Work instruction: Restate the records in full and exactly, with no images included.

[Region pointing data]
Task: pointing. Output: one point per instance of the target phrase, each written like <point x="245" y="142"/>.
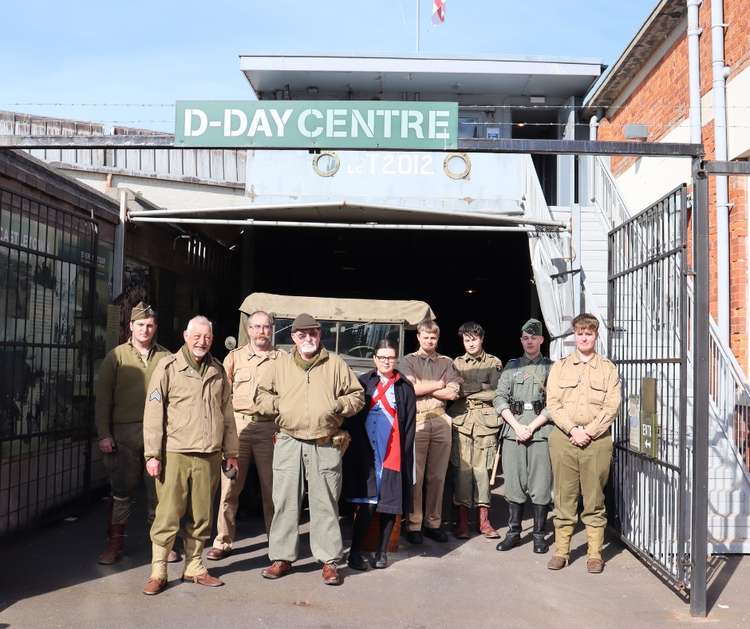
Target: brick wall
<point x="662" y="101"/>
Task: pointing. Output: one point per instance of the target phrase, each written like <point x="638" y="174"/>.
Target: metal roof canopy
<point x="342" y="214"/>
<point x="329" y="76"/>
<point x="534" y="147"/>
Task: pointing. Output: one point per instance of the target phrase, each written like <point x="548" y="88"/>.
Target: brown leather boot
<point x="462" y="522"/>
<point x="115" y="545"/>
<point x="485" y="527"/>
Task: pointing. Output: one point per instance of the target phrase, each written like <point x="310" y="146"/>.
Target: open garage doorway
<point x="481" y="276"/>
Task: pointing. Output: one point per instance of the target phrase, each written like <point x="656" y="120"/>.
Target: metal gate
<point x="648" y="315"/>
<point x="47" y="297"/>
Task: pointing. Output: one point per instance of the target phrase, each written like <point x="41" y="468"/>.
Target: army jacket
<point x="309" y="404"/>
<point x="121" y="386"/>
<point x="188" y="413"/>
<point x="244" y="367"/>
<point x="473" y="412"/>
<point x="583" y="394"/>
<point x="524" y="380"/>
<point x="421" y="366"/>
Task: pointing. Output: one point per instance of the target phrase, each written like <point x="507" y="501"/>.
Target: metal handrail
<point x="729" y="391"/>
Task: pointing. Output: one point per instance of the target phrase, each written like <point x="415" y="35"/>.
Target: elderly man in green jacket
<point x="311" y="392"/>
<point x="120" y="397"/>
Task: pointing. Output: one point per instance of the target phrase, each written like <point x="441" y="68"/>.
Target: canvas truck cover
<point x="409" y="312"/>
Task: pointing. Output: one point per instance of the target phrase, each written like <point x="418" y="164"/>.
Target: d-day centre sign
<point x="317" y="124"/>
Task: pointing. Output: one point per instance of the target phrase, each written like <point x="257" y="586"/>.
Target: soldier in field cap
<point x="120" y="397"/>
<point x="520" y="401"/>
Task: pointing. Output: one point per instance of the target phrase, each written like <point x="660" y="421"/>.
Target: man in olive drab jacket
<point x="475" y="426"/>
<point x="188" y="425"/>
<point x="583" y="398"/>
<point x="244" y="367"/>
<point x="311" y="392"/>
<point x="120" y="396"/>
<point x="520" y="400"/>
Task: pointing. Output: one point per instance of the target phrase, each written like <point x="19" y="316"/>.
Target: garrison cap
<point x="141" y="311"/>
<point x="532" y="326"/>
<point x="304" y="321"/>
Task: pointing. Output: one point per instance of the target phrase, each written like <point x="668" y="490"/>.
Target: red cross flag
<point x="438" y="11"/>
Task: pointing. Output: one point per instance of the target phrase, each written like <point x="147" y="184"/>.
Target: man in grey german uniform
<point x="520" y="400"/>
<point x="475" y="426"/>
<point x="244" y="366"/>
<point x="120" y="396"/>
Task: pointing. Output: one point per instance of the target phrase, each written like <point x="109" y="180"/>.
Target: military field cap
<point x="532" y="326"/>
<point x="141" y="311"/>
<point x="304" y="322"/>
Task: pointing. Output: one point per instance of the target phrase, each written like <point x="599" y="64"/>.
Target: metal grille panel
<point x="47" y="274"/>
<point x="648" y="319"/>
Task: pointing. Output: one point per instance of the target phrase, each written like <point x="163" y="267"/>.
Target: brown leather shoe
<point x="594" y="565"/>
<point x="154" y="586"/>
<point x="204" y="579"/>
<point x="115" y="545"/>
<point x="276" y="570"/>
<point x="331" y="574"/>
<point x="215" y="554"/>
<point x="557" y="563"/>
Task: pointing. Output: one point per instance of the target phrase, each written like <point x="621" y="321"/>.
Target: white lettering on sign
<point x="202" y="122"/>
<point x="435" y="124"/>
<point x="302" y="123"/>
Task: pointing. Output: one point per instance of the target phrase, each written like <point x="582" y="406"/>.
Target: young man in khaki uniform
<point x="120" y="396"/>
<point x="475" y="426"/>
<point x="244" y="367"/>
<point x="583" y="398"/>
<point x="188" y="425"/>
<point x="436" y="382"/>
<point x="312" y="392"/>
<point x="520" y="400"/>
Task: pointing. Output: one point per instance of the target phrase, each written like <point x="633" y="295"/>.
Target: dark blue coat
<point x="359" y="460"/>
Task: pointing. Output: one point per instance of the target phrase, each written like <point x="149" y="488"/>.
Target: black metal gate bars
<point x="648" y="341"/>
<point x="47" y="275"/>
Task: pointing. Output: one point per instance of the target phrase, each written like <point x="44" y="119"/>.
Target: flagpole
<point x="417" y="26"/>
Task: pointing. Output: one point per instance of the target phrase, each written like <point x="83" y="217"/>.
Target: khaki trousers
<point x="293" y="461"/>
<point x="578" y="472"/>
<point x="125" y="468"/>
<point x="256" y="445"/>
<point x="186" y="491"/>
<point x="472" y="459"/>
<point x="432" y="454"/>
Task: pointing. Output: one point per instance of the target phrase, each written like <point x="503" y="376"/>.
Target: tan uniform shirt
<point x="422" y="367"/>
<point x="583" y="394"/>
<point x="244" y="369"/>
<point x="310" y="404"/>
<point x="474" y="407"/>
<point x="194" y="413"/>
<point x="121" y="386"/>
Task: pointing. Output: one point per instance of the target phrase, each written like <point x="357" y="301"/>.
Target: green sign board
<point x="317" y="124"/>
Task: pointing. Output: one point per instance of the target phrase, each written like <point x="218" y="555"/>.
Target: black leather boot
<point x="513" y="536"/>
<point x="540" y="521"/>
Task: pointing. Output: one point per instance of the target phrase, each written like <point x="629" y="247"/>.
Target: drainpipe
<point x="720" y="133"/>
<point x="593" y="130"/>
<point x="694" y="70"/>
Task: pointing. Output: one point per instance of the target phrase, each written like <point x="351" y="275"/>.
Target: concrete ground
<point x="51" y="579"/>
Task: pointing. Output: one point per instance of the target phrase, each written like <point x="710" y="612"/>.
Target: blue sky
<point x="156" y="52"/>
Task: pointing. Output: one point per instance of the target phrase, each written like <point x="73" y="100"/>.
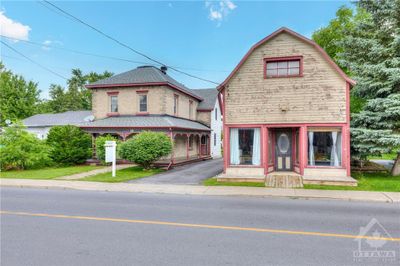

Solution for this task:
Task: pointing. Output: one point per instance of the target phrase, each written like <point x="245" y="142"/>.
Target: brick wall
<point x="662" y="101"/>
Task: pointing. Output: one point per instance of the target phrase, each written like <point x="638" y="174"/>.
Target: metal roof canopy
<point x="342" y="214"/>
<point x="329" y="76"/>
<point x="534" y="147"/>
Task: pointing. Output: one point per instance of the target phrase, each written like <point x="548" y="88"/>.
Target: brown leather boot
<point x="462" y="522"/>
<point x="115" y="545"/>
<point x="485" y="527"/>
Task: pointing. Output: one point per instance of the target phrase, each written like <point x="310" y="146"/>.
Target: open garage doorway
<point x="481" y="276"/>
Task: pointing. Output: one point per instance of the target phrase, each written like <point x="656" y="120"/>.
Target: metal gate
<point x="648" y="315"/>
<point x="47" y="297"/>
Task: pointing. Output: one point per instance of the target phrase, each written like <point x="41" y="468"/>.
Target: army jacket
<point x="309" y="404"/>
<point x="121" y="386"/>
<point x="188" y="413"/>
<point x="244" y="367"/>
<point x="473" y="412"/>
<point x="583" y="394"/>
<point x="524" y="380"/>
<point x="421" y="366"/>
Task: pointing. Output: one point per instance of the target phrase, each written like <point x="507" y="501"/>.
Target: metal handrail
<point x="729" y="391"/>
Task: pointing. Output: one point per instance of the target phrase, each written like <point x="415" y="35"/>.
Target: elderly man in green jacket
<point x="311" y="392"/>
<point x="120" y="397"/>
Task: pointing. Output: one point per instance of the target phrase, each written like <point x="441" y="68"/>.
Target: canvas truck cover
<point x="409" y="312"/>
Task: pointing. Output: one point per instance of the target phrase, each written like <point x="418" y="164"/>.
Target: d-day centre sign
<point x="317" y="124"/>
Task: pointing. Output: one point per instance of the target phrase, each written like <point x="257" y="586"/>.
Target: soldier in field cap
<point x="120" y="397"/>
<point x="520" y="401"/>
Task: pointing. Output: one point per instance of the target phrase, each written like <point x="660" y="421"/>.
Target: man in olive drab jacket
<point x="475" y="426"/>
<point x="188" y="425"/>
<point x="583" y="398"/>
<point x="244" y="367"/>
<point x="311" y="392"/>
<point x="120" y="396"/>
<point x="520" y="400"/>
Task: pointing. Output: one point per instance of the target phrase, each written like <point x="19" y="316"/>.
Target: garrison cap
<point x="141" y="311"/>
<point x="532" y="326"/>
<point x="304" y="321"/>
Task: pointing. Output: one point per instance of the target phrase, each written like <point x="668" y="490"/>.
Target: red cross flag
<point x="438" y="11"/>
Task: pointing. Output: one point per instance of the target phrase, each written like <point x="147" y="184"/>.
Target: man in grey german uniform
<point x="520" y="400"/>
<point x="475" y="426"/>
<point x="244" y="366"/>
<point x="120" y="396"/>
Task: pointing. Output: one point per instance of the target phrase, each written like <point x="109" y="180"/>.
Target: military field cap
<point x="532" y="326"/>
<point x="141" y="311"/>
<point x="304" y="322"/>
Task: pointing. Output: one point per instance of the target phrase, each written like <point x="599" y="64"/>.
Target: metal grille panel
<point x="47" y="274"/>
<point x="648" y="319"/>
Task: pointing. Output: one point per instance of the target phrase, each written like <point x="163" y="267"/>.
Target: brown leather shoe
<point x="594" y="565"/>
<point x="154" y="586"/>
<point x="204" y="579"/>
<point x="115" y="545"/>
<point x="276" y="570"/>
<point x="331" y="574"/>
<point x="215" y="554"/>
<point x="557" y="563"/>
Task: pointing. Output: one point per instance of the target phrase, each written like <point x="621" y="321"/>.
Target: white lettering on sign
<point x="202" y="122"/>
<point x="435" y="124"/>
<point x="302" y="123"/>
Task: pointing. Output: one point per instance of the target phrase, each written like <point x="582" y="406"/>.
Target: young man in khaki uniform
<point x="120" y="396"/>
<point x="475" y="426"/>
<point x="244" y="367"/>
<point x="583" y="398"/>
<point x="188" y="425"/>
<point x="436" y="382"/>
<point x="312" y="392"/>
<point x="520" y="400"/>
Task: pointing. Output: one point per instance of the target phrase, each written like <point x="633" y="295"/>.
Target: dark blue coat
<point x="359" y="460"/>
Task: pointing. Output: one point per instance of the target phrase, each written like <point x="149" y="488"/>.
Target: black metal gate bars
<point x="648" y="341"/>
<point x="47" y="275"/>
Task: pointing. Output: one point per instance of the target phrase, each written like <point x="44" y="119"/>.
Target: flagpole
<point x="417" y="26"/>
Task: pointing. Output: one point per instance of the target phrase, each written like <point x="83" y="217"/>.
Target: khaki trousers
<point x="293" y="461"/>
<point x="578" y="472"/>
<point x="125" y="468"/>
<point x="256" y="445"/>
<point x="186" y="491"/>
<point x="472" y="459"/>
<point x="432" y="454"/>
Task: pointing. Output: one point per instance of the target phrase, each written like <point x="503" y="376"/>.
Target: tan uniform shirt
<point x="422" y="367"/>
<point x="583" y="394"/>
<point x="244" y="369"/>
<point x="310" y="404"/>
<point x="474" y="407"/>
<point x="194" y="413"/>
<point x="121" y="386"/>
Task: pointing. Output: one point per instance of the target phrase, each written like <point x="357" y="301"/>.
Target: green sign board
<point x="317" y="124"/>
Task: pointing. Output: one point per instance of the target phrase, each written like <point x="218" y="555"/>.
Target: black leather boot
<point x="513" y="536"/>
<point x="540" y="521"/>
Task: pointing. Output: one point per instance of the target phrase, each written like <point x="629" y="247"/>.
Target: drainpipe
<point x="720" y="133"/>
<point x="593" y="130"/>
<point x="694" y="70"/>
Task: pointing. Output: one point per instance of the target phrase, each written like <point x="351" y="275"/>.
Target: concrete ground
<point x="51" y="579"/>
Task: pointing. Output: one point per instance of the target phrase, each written like <point x="710" y="612"/>.
Target: blue sky
<point x="156" y="52"/>
Task: pointing. Output: one point per instance of the target phrase, each written like <point x="73" y="100"/>.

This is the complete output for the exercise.